Every record below is to be reproduced exactly.

● **Entries provided**
· · · ·
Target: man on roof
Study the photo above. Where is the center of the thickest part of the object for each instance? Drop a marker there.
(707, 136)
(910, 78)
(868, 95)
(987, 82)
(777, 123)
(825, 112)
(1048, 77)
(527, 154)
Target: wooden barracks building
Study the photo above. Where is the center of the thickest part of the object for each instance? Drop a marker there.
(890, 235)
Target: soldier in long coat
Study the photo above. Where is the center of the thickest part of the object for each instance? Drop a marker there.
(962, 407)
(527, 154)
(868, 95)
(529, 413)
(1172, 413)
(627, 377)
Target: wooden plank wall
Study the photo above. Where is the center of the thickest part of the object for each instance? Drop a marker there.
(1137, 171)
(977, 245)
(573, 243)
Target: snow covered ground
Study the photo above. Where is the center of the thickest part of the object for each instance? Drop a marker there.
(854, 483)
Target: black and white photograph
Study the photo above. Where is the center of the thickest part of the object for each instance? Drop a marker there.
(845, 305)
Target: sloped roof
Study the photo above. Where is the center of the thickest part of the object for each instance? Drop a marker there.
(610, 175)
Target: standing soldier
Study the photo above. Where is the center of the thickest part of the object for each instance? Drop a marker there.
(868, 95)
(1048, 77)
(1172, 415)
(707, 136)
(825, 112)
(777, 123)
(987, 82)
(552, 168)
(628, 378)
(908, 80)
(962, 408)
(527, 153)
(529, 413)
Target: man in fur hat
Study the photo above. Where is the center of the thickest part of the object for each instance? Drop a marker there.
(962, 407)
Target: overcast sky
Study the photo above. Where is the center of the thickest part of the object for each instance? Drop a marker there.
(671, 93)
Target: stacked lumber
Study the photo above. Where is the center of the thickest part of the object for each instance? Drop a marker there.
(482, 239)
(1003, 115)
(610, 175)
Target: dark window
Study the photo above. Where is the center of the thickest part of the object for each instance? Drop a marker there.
· · · ·
● **Output for this task**
Target: man on roof
Study the photo above. Where is the center of the thickest part of the object for each instance? Drop a marker there.
(707, 136)
(910, 78)
(868, 95)
(987, 82)
(777, 123)
(825, 112)
(1048, 77)
(527, 154)
Target: wooden barracks building
Study the photo above. Where is the center of the thickest part of the object for each instance? Drop a marker there.
(890, 235)
Target: soldier in long coat
Study the photo above. Where is the center of the thickest part of the object for each instance? Drop a marker there.
(962, 407)
(527, 154)
(868, 95)
(529, 413)
(1172, 413)
(627, 377)
Target: wooden plank wall
Study the photo above. Where is the center of the thickest part of the object for each instance? Drop a marker there.
(1137, 171)
(977, 245)
(573, 243)
Target: snow covered ground
Study the photo above. Where is the center of the thickest part of the object for each instance? Drop a marker there.
(854, 483)
Target: black and white photograph
Study the photo above. Where is the center of the thickest part of the object for each instance? Drop a marker there.
(845, 305)
Target: sloped roof
Study the photo above. Where is the center of the thickest part of the object for each instance? Drop a marker there.
(610, 175)
Target: standing soldier
Study the photo above. Where is the center of the thickest part of the object for each instance? Drop a marker there.
(868, 95)
(1048, 77)
(1172, 415)
(707, 136)
(825, 112)
(777, 123)
(987, 82)
(552, 168)
(628, 378)
(908, 80)
(962, 408)
(527, 153)
(529, 413)
Target: man in fur hat
Study the photo above. Where is the center of the thickest part of the object for each instance? Drop a marker there.
(962, 407)
Target: overcast sky
Study the photo above. Where is the center of the thickest part of the object for each instance? Drop a marker there.
(671, 93)
Target: stacked lumber
Study the photo above. Where is the center of the thickest part of the object for each instance? Drop a marker there.
(482, 239)
(1003, 115)
(610, 175)
Target: dark window
Study the photo above. Where is the center of the thickest part of the object for each instance? Drop a marker there.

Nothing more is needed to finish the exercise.